YOUR GOAL:
Rewrite the material below, replacing "photograph" with "image" everywhere it occurs and leaving everything else untouched.

TASK INPUT:
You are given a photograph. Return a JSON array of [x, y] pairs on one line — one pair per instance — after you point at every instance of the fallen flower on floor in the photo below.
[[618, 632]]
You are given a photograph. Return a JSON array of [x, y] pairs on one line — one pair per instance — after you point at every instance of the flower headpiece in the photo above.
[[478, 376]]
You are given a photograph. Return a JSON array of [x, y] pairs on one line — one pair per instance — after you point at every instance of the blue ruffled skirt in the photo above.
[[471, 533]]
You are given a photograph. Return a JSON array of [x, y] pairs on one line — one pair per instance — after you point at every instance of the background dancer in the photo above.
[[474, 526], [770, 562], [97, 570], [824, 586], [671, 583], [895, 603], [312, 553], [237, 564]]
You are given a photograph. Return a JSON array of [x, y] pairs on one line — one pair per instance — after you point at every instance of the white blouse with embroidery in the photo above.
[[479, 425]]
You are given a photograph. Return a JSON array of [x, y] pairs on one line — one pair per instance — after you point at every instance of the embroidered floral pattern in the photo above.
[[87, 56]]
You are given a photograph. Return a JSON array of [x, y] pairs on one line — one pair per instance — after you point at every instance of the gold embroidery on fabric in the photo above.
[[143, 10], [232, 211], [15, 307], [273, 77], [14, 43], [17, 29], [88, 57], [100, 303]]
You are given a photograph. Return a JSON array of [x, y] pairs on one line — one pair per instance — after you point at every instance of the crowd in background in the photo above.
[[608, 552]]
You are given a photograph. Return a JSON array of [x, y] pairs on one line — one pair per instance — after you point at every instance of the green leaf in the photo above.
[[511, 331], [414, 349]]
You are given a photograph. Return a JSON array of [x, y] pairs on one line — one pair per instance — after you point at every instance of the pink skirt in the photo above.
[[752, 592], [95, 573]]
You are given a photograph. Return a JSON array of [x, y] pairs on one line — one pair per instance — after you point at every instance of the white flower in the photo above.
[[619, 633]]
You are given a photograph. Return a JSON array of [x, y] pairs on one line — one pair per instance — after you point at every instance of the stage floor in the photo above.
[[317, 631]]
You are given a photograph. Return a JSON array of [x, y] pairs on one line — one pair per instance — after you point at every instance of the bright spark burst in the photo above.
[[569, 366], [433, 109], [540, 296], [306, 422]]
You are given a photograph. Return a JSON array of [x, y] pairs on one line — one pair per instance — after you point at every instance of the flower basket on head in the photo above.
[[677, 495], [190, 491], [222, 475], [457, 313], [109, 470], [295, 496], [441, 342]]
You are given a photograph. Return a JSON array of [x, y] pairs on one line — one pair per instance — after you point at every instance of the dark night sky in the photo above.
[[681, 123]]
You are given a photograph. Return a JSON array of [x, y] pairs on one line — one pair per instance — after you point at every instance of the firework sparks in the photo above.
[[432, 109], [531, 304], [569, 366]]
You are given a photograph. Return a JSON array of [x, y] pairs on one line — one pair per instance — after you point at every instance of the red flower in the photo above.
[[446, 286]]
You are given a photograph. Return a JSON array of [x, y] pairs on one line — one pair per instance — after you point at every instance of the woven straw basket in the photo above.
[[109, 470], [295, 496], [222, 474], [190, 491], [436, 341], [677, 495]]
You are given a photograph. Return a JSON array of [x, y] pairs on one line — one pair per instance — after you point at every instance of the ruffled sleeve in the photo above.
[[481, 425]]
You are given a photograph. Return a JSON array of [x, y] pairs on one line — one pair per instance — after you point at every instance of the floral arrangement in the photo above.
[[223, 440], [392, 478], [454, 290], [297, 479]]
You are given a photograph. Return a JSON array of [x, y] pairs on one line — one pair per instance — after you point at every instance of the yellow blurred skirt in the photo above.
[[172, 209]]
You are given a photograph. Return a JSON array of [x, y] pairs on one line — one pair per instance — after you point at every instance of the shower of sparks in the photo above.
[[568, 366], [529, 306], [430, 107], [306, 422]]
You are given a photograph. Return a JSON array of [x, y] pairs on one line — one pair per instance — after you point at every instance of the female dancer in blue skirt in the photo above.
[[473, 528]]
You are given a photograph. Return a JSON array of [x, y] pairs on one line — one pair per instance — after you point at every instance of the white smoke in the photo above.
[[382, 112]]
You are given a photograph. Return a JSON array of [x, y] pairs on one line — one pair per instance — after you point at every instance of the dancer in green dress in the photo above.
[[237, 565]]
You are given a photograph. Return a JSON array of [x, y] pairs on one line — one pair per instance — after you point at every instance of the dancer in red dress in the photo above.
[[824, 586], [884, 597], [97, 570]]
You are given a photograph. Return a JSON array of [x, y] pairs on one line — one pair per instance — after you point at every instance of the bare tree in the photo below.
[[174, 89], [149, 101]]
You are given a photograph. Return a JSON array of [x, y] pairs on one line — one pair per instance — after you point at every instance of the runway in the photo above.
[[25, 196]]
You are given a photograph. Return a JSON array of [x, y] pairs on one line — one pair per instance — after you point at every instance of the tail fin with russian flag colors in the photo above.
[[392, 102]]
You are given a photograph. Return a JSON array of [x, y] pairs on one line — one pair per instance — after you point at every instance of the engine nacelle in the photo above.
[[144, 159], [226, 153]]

WRITTEN RESPONSE:
You are given a image. Return a JSON array of [x, y] pairs on one line — one pair per instance — after you point at every instance of the fallen flower on floor in the photo below.
[[618, 632]]
You are given a image. Return a JSON array of [x, y] pairs on one line — one pair per instance — after you point at every instance of the flower headpiece in the photo above.
[[478, 376]]
You are given a image. Return a JSON array of [x, y] pairs on one line — one pair per instance — after you point at every instance of the blue ruffled skirt in the photo above.
[[471, 533]]
You are given a image. Return a JSON array of [x, y] pairs on one line — one pair per instance — after you point at every instance of the background dancer in the photo above.
[[474, 526], [770, 562], [97, 570], [824, 586], [671, 583], [895, 603], [312, 553], [237, 564]]
You are given a image. Return a JSON array of [x, y] pairs on one line — one pair per instance — after you point at every instance of the white blouse with embroidery in the photo above.
[[479, 425]]
You are given a image. Return a JSON array of [x, y] pairs on one line — one pair per instance — after you point at every instance of the embroidered floral pattern in the photo above.
[[87, 56]]
You are given a image. Return a JSON array of [x, y] pairs on one line — one pair per instance — after you point at every instance of the gold embroidery on fabric in the photo above.
[[143, 10], [232, 211], [15, 307], [273, 77], [14, 43], [17, 29], [88, 57], [100, 303]]
You are given a image. Return a JSON array of [x, y] pairs on one line — one pair per instance — after you point at every instance of the crowd in background in the photo above.
[[608, 552]]
You are given a image. Return a JSON array of [x, y] pairs on one line — one pair per instance — after you point at every instance of the green leaf in the photo above.
[[511, 331], [414, 349]]
You are given a image. Return a JSON array of [x, y] pairs on one line — one pair per instance — after you point at every instance of the pink skirt in the photo above.
[[752, 592], [95, 573]]
You are given a image. Return a JSON array of [x, y] pairs on one line — one pair per instance — after you point at every instance of the white flower in the photo above.
[[619, 633]]
You are given a image. Return a JSON array of [x, y] pairs on one line — one pair per instance — after you point at every instance of the stage floor in the photo above.
[[317, 631]]
You are given a image. Return a JSON array of [x, y] pairs on one line — one pair per instance — after you point at every instance of the bright spark burst in the photo above.
[[569, 366], [433, 109], [540, 296], [306, 422]]
You are given a image. Return a JSON array of [x, y] pairs on one line — one pair per instance — after you point at every instance of the flower basket on head in the photo above.
[[677, 495], [190, 491], [222, 475], [457, 313], [109, 470], [295, 496], [441, 342]]
You are given a image. Return a JSON array of [x, y] pairs on one line — one pair per instance — after you point at every instance of the dark night sky in the photo above.
[[681, 123]]
You are given a image. Return a JSON array of [x, y] pairs on one line — one pair per instance — after you point at every instance of the firework sparks in the photo above.
[[432, 109], [531, 304], [569, 366]]
You are given a image. Return a JSON array of [x, y] pairs on one line — one pair per instance — after you point at every instance of the red flower in the photo above.
[[446, 286]]
You are given a image. Return a JSON array of [x, y] pairs on one line — one pair per instance — after you point at every instance of the woven straw basket in the photo above.
[[109, 470], [295, 496], [222, 474], [190, 491], [436, 341], [677, 495]]
You are given a image. Return a JSON array of [x, y] pairs on one line — one pair per instance — after you point at every instance of the ruffled sleeve in the photo above.
[[481, 425]]
You are given a image. Return a JSON array of [x, y] pairs on one line — one pair per instance — after you point at every instance of the floral arrangement in the photo above.
[[223, 440], [392, 478], [454, 290], [297, 479]]
You are given a image. Return a JSON array of [x, y] pairs on one line — one pair per instance — after you point at every instance of the yellow blurred skirt in the photo above.
[[172, 209]]
You are given a image. Return a JSON array of [x, y] pairs on one line — one pair per instance — after you point at every instance of the shower of sparks in the photo above.
[[568, 366], [529, 306], [430, 107], [306, 422]]
You are given a image. Return a JSON array of [x, y] pairs on one line — one pair per instance — after you point at every instance of the female dancer in blue skirt in the photo above.
[[473, 528]]
You are given a image. Return a JSON array of [x, y] pairs on one line — one pair per instance — after you point at every instance of the white smoke in the photo above.
[[382, 112]]
You are given a image. Return a JSON array of [x, y] pairs on one line — one pair per instance — after you point at every instance of the dancer in green dress in the photo above.
[[237, 565]]
You are given a image. Return a JSON array of [x, y] pairs on one line — one pair per instance — after you point at every instance of the dancer in red dress in the photo above.
[[824, 586], [884, 597], [97, 570]]
You are given a image. Return a JSON array of [x, y] pairs on one line — one pair per instance — after you point at every instance of the bare tree in the photo below.
[[174, 89], [149, 101]]
You are given a image. Return a JSON array of [x, y] pairs on one line — one pair per instance — after you point at every instance of the runway in the photo above.
[[25, 196]]
You are given a image. Return a JSON array of [x, y] pairs on one line — one pair per instance — after you point at every instance of the tail fin with russian flag colors in the photo above.
[[392, 102]]
You are given a image. Return a JSON array of [x, y] pairs on one line — one pair per instance — after you point at every instance of the engine nacelle in the photo above.
[[144, 159], [226, 153]]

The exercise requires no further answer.